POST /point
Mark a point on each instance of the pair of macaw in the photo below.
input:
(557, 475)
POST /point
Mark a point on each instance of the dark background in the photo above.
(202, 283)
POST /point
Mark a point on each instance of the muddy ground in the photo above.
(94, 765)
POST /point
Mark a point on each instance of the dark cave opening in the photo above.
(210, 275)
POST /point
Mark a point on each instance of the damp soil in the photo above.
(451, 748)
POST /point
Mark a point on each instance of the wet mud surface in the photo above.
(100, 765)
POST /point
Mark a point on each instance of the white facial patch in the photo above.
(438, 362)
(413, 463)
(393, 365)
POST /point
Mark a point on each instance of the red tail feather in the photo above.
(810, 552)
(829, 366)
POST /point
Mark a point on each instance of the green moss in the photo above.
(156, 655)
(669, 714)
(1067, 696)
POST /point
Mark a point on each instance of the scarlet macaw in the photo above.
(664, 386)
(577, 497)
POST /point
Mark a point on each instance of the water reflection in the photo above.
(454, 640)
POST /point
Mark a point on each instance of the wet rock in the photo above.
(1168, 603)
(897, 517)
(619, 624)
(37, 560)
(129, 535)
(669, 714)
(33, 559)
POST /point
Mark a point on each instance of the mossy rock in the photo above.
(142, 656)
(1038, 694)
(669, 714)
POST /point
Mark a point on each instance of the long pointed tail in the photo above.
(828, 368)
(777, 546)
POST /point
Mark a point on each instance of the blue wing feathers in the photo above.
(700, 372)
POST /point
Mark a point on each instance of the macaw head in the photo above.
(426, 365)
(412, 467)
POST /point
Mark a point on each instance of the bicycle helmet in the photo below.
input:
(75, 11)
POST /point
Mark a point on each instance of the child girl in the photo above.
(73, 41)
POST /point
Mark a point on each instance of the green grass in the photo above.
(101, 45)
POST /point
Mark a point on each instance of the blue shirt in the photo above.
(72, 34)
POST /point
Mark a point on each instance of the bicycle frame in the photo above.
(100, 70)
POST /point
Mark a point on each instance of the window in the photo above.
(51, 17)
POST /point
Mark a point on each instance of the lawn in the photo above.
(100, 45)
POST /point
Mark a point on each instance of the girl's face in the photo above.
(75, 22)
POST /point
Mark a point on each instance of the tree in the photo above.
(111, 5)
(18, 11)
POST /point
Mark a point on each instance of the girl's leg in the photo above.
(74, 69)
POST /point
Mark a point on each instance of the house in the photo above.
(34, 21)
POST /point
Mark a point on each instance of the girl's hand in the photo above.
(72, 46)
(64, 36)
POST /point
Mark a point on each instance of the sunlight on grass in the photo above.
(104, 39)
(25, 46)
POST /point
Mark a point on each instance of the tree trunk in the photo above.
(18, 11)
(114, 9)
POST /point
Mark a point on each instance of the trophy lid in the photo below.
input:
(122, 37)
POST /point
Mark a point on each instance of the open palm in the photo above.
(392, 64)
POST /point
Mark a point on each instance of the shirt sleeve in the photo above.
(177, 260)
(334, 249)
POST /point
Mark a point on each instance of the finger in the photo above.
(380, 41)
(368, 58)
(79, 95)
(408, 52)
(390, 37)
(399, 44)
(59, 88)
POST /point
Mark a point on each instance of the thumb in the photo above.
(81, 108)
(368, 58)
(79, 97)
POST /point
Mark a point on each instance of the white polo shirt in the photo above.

━━━━━━━━━━━━━━━━

The lines above that hold the word "below" need counting; write the count and nothing more.

**Solution**
3